Entries from a pointing dataset:
_ _ _ _ _

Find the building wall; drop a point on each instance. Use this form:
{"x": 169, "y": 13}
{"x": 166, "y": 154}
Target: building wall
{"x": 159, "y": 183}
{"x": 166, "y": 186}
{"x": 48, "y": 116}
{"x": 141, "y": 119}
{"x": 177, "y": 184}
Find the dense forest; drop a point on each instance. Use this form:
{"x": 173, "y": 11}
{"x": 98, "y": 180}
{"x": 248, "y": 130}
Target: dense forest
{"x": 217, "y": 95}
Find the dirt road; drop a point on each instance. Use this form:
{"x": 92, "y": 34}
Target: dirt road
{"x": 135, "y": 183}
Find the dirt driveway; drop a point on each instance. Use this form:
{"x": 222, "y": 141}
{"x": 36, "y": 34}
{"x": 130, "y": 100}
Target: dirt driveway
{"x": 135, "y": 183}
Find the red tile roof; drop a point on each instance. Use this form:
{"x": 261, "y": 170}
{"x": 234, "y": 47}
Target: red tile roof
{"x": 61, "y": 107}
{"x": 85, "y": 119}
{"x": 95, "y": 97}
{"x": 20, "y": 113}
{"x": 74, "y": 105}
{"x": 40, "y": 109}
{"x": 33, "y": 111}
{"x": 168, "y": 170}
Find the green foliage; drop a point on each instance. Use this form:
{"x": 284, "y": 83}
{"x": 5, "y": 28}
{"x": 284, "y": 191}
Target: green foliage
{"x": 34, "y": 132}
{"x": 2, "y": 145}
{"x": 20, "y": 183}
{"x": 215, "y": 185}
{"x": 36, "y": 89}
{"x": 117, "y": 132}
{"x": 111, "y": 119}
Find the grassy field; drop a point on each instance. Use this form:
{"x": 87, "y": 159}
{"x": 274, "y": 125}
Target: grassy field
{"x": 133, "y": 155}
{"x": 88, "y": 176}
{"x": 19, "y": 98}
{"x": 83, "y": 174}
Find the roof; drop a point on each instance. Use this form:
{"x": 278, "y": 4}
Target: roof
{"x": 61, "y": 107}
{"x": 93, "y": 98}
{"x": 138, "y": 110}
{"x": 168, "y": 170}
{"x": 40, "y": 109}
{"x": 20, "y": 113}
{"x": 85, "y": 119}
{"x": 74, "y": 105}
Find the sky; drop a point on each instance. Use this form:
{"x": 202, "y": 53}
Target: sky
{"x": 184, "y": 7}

_ _ _ _ _

Objective:
Copy the entries verbatim, starting with the line that contains "Find the dense" and continuing through the final line of the entries, both ends included.

Solution:
Find the dense forest; drop a point on each instance. Use this form:
{"x": 173, "y": 11}
{"x": 98, "y": 180}
{"x": 248, "y": 130}
Target: dense forest
{"x": 217, "y": 95}
Find the dirt road; drop a point on each instance. Use this form:
{"x": 92, "y": 34}
Target: dirt road
{"x": 135, "y": 183}
Find the dirt driveway; drop a point on each instance. Use this form:
{"x": 222, "y": 141}
{"x": 36, "y": 34}
{"x": 130, "y": 100}
Target: dirt driveway
{"x": 135, "y": 183}
Find the red tile roof; drop a point on each instance. Use this form:
{"x": 261, "y": 170}
{"x": 234, "y": 47}
Target: red tile roof
{"x": 61, "y": 107}
{"x": 85, "y": 119}
{"x": 95, "y": 97}
{"x": 20, "y": 113}
{"x": 74, "y": 105}
{"x": 40, "y": 109}
{"x": 33, "y": 111}
{"x": 168, "y": 170}
Find the green foliage; drop a point on each instance. Use this form:
{"x": 284, "y": 83}
{"x": 5, "y": 28}
{"x": 284, "y": 191}
Target: green foliage
{"x": 34, "y": 132}
{"x": 2, "y": 145}
{"x": 20, "y": 183}
{"x": 215, "y": 185}
{"x": 36, "y": 89}
{"x": 117, "y": 132}
{"x": 111, "y": 119}
Find the grassy field; drop a point on each instance. Use this form:
{"x": 87, "y": 159}
{"x": 274, "y": 125}
Target: grassy field
{"x": 133, "y": 155}
{"x": 88, "y": 176}
{"x": 19, "y": 98}
{"x": 83, "y": 174}
Find the roof; drop a point on each instance. Use this form:
{"x": 278, "y": 4}
Target: roof
{"x": 61, "y": 107}
{"x": 93, "y": 98}
{"x": 138, "y": 110}
{"x": 168, "y": 170}
{"x": 40, "y": 109}
{"x": 20, "y": 113}
{"x": 85, "y": 119}
{"x": 74, "y": 105}
Find the sky; drop a point on each instance. Use this form:
{"x": 202, "y": 53}
Target: sky
{"x": 184, "y": 7}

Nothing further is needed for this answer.